- ABOUT THIS EXERCISE:
Show every line below where "cupped" appears.

[Point localization data]
============================================================
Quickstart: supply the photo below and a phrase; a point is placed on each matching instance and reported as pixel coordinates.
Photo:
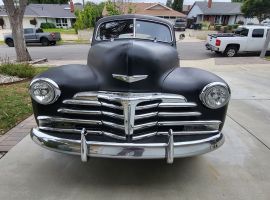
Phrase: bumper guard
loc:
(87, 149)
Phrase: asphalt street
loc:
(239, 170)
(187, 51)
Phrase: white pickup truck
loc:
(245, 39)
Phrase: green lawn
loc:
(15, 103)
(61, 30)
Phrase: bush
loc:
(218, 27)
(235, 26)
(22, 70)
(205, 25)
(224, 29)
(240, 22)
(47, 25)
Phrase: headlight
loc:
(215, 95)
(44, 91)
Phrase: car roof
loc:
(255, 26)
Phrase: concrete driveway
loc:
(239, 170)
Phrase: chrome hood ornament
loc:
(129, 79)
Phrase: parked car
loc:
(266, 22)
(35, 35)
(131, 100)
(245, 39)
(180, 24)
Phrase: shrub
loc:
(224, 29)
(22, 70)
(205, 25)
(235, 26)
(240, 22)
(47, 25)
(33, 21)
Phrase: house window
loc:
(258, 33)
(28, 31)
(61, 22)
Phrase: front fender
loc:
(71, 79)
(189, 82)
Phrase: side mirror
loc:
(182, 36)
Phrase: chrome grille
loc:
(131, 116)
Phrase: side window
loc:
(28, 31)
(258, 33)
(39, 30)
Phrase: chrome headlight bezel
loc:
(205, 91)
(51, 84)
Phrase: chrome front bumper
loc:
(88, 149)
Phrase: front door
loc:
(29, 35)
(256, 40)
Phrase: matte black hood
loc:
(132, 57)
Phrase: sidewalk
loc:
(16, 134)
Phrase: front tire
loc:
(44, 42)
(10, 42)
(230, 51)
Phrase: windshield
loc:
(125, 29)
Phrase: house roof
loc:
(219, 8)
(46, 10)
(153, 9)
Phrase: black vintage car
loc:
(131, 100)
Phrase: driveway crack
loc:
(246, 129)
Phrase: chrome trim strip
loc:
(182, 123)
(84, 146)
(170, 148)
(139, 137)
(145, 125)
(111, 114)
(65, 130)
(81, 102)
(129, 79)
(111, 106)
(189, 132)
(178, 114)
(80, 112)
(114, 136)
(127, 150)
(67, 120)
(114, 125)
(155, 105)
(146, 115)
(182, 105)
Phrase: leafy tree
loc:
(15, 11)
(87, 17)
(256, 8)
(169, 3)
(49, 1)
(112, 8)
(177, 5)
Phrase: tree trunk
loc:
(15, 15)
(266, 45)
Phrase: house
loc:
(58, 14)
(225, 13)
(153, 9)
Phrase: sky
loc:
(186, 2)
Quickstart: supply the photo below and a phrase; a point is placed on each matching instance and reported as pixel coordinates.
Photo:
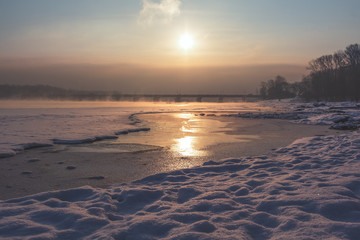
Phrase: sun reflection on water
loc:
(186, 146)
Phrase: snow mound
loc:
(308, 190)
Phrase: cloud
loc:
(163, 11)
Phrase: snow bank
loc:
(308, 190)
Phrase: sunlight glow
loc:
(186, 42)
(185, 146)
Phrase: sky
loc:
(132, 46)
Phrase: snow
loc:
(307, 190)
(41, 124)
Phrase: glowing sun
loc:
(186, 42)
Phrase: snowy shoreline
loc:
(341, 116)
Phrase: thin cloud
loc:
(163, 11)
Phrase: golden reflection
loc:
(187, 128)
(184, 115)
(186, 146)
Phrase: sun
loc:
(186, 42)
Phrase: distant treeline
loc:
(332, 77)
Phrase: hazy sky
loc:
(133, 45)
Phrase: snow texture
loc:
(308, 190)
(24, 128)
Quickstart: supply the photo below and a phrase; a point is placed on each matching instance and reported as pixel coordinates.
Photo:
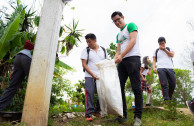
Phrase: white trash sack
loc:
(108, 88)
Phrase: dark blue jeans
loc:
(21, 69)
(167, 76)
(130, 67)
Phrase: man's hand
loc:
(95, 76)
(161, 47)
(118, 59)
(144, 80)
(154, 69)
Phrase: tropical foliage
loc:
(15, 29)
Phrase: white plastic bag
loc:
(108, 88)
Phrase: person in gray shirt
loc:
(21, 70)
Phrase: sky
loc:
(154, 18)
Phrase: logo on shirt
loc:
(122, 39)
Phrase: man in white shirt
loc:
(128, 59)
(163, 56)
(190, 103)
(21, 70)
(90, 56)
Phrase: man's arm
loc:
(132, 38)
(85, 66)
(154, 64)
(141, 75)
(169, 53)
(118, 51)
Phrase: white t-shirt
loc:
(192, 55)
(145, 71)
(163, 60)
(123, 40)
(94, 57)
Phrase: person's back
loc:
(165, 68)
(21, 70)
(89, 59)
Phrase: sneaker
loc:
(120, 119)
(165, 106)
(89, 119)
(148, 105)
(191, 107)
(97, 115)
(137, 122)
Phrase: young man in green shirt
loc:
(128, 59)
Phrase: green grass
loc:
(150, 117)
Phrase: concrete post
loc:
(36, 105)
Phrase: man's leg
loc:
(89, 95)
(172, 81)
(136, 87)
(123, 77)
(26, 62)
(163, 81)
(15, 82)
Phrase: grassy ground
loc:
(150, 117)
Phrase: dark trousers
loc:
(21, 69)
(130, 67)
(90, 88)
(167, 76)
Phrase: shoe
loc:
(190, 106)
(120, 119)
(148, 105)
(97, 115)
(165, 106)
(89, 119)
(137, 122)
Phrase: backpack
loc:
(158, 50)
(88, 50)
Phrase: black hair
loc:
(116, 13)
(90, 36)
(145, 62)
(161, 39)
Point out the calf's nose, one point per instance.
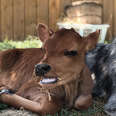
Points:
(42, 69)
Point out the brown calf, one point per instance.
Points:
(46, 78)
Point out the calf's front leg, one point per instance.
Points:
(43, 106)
============================================================
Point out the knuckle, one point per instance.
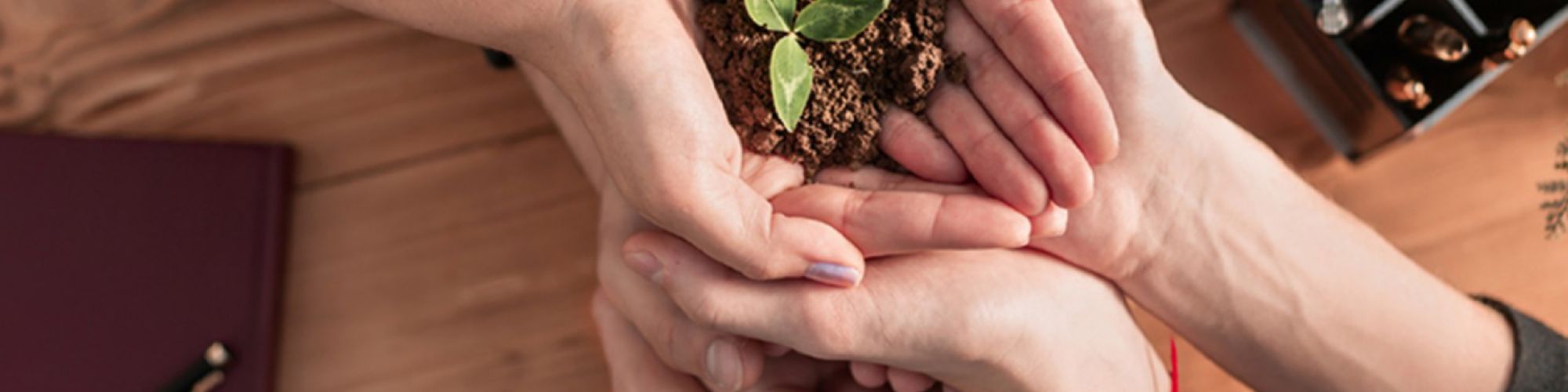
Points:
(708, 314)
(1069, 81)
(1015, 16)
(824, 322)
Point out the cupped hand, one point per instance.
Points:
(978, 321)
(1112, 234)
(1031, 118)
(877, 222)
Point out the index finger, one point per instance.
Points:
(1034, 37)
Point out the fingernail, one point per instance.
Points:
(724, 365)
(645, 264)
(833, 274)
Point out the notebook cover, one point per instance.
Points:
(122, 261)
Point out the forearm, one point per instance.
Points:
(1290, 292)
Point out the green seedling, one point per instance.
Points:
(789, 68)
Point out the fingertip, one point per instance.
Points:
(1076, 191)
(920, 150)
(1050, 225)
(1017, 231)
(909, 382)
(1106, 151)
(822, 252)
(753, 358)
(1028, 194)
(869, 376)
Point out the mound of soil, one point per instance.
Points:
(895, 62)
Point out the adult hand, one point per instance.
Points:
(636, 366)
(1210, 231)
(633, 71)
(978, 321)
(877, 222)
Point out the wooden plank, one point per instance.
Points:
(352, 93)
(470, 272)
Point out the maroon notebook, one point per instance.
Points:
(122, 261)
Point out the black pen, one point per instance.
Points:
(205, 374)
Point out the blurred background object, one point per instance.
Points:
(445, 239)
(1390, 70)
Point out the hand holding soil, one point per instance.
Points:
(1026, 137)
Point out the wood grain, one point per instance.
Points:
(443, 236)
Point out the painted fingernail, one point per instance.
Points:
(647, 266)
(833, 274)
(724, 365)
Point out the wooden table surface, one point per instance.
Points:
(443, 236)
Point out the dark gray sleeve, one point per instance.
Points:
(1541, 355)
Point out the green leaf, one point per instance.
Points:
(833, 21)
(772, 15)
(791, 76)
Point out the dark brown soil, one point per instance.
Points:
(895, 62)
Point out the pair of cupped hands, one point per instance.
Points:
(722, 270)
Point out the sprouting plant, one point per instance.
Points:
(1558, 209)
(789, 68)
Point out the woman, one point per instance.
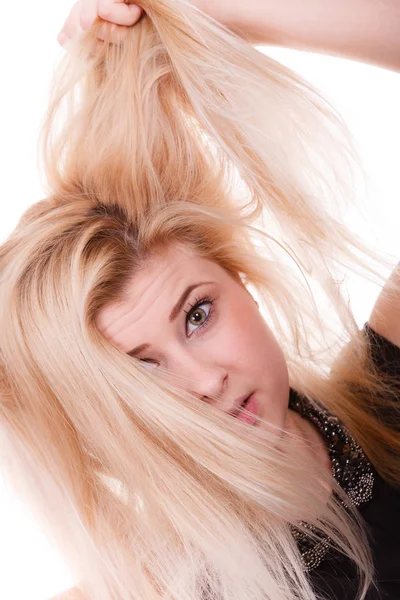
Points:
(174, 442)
============================================================
- SOLVED PROBLEM:
Point out the cupped hand, one point per instance.
Point out the pair of cupped hands, one point per instance.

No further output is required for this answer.